• _Directions_:
1. In the passage on surveillance in Hyderabad, where is the Command and Control Centre located?
2. Reproduce the passage on surveillance in Hyderabad from "Hyderabad is on" up to and including "being constructed there.".
3. Write the next part of the passage on surveillance in Hyderabad, picking up after its final sentence.

• _Source passage_:
======
Hyderabad is on the brink of becoming a total surveillance city, human rights organisation Amnesty International said on Wednesday.
The organisation said that Hyderabad is the most surveilled cities in the world and a Command and Control Centre meant for connecting Telangana’s facial recognition-capable CCTV infrastructure was being constructed there.
“Situated in Hyderabad’s Banjara Hills, the CCC [Command and Control Centre ] will reportedly support the processing of data from up to 6,00,000 cameras at once, with the possibility to increase this scope much further across the region,” the group said. “These cameras can be used in combination with Hyderabad Police’s existing facial recognition software to track individuals.”
The organisation through its “Ban the Scan” campaign has asked the government to stop using the facial recognition technology for mass surveillance in India. The research regarding the use of facial surveillance has recently begun in Hyderabad following a same project in New York City.
======
• _The data_:
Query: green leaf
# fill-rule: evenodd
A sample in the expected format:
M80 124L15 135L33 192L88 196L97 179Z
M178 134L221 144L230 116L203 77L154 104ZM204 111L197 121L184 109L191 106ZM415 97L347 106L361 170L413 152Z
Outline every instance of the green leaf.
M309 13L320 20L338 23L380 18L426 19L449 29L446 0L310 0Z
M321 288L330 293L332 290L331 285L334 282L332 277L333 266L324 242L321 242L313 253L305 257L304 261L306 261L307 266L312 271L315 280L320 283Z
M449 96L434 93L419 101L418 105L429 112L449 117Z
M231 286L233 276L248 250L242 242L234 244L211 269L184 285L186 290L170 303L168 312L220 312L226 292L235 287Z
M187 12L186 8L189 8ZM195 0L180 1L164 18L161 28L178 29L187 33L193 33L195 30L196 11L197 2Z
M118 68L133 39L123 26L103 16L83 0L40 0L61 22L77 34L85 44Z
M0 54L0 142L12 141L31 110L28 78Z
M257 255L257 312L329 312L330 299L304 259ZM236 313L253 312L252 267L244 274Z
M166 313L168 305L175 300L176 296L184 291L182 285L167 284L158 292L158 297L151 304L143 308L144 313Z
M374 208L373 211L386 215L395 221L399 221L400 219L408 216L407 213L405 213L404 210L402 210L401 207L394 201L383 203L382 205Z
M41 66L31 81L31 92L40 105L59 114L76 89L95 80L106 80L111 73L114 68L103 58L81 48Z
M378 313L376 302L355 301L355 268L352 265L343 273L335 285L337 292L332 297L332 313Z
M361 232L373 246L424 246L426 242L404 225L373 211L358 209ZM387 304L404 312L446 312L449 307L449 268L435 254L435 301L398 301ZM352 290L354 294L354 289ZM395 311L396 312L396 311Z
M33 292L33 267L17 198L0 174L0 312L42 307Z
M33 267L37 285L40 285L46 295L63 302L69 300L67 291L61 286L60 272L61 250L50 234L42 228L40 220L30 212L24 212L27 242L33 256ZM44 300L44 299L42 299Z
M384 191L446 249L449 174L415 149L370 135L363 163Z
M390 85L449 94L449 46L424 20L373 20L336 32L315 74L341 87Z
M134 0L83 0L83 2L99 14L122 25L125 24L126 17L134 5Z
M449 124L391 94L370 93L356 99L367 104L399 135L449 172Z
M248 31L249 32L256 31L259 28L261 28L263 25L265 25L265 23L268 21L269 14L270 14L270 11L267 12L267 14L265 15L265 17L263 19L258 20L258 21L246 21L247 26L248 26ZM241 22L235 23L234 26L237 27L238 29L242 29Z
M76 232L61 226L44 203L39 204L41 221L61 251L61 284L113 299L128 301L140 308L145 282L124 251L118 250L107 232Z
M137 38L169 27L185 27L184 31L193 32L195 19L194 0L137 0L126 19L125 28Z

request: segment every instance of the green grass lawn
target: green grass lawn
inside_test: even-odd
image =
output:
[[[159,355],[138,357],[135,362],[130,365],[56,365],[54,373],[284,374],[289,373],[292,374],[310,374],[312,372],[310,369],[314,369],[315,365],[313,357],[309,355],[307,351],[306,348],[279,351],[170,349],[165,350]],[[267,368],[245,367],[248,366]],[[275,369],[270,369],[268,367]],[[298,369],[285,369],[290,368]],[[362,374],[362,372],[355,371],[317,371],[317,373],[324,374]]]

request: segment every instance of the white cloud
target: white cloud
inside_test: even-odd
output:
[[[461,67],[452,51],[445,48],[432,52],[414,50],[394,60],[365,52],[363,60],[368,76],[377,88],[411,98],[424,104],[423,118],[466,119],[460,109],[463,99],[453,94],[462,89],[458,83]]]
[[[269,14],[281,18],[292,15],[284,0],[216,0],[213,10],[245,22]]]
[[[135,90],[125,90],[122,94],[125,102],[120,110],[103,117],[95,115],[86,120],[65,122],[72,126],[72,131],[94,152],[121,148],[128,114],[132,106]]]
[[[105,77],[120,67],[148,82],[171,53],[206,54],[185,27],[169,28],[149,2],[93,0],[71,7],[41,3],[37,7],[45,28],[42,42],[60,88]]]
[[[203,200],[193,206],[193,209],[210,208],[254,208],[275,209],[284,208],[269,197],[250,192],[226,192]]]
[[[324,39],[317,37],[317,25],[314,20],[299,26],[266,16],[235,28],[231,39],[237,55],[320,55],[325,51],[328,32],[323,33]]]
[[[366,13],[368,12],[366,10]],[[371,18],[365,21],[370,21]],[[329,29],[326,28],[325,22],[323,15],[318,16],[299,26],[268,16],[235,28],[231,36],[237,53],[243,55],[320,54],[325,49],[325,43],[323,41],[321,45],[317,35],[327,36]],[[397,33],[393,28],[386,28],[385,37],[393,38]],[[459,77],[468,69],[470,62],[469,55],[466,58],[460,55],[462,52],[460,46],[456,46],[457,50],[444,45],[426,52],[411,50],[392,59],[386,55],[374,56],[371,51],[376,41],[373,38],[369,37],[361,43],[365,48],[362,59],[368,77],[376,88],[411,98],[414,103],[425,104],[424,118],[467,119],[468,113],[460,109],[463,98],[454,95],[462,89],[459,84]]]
======
• _Numbered answers_:
1. In Hyderabad's Banjara Hills.

2.
Hyderabad is on the brink of becoming a total surveillance city, human rights organisation Amnesty International said on Wednesday.
The organisation said that Hyderabad is the most surveilled cities in the world and a Command and Control Centre meant for connecting Telangana’s facial recognition-capable CCTV infrastructure was being constructed there.

3.
The Hyderabad research is in partnership with the digital rights advocacy group Internet Freedom Foundation and international human rights organisation Article 19.
A study by the Internet Freedom Foundation has found that Telangana has the highest number of facial recognition technology projects in India.
“Amnesty International is calling for a total ban on the state and private sector use, development, production, sales, and export of facial recognition technology for mass surveillance purposes,” the group said.
Amnesty International said that Telangana has in recent years become a “test site” for increased usage of facial recognition technologies against civilians.
The organisation said that it conducted a survey, along with its partners, mapping Kala Pathar and Kishan Bagh neighbourhoods that have CCTV cameras installed. An analysis showed that 5,30,864 square metres, or 53.7% of the total area, was covered by the cameras in Kala Pathar, the organisation said.
In Kishan Bagh, the camera covered 5,13,683 square meters, or 62.7% of the total area, it said.
“Authorities in India have a lengthy record of using facial recognition technology in contexts where human rights are at stake, with recent examples including enforcing Covid-19 lockdown measures, identifying voters in municipal elections, and policing protests,” the group said.
It added: “The rights of Muslims, Dalits, Adivasis, transgender communities, and historically disadvantaged sections of society, are particularly at risk by mass surveillance.”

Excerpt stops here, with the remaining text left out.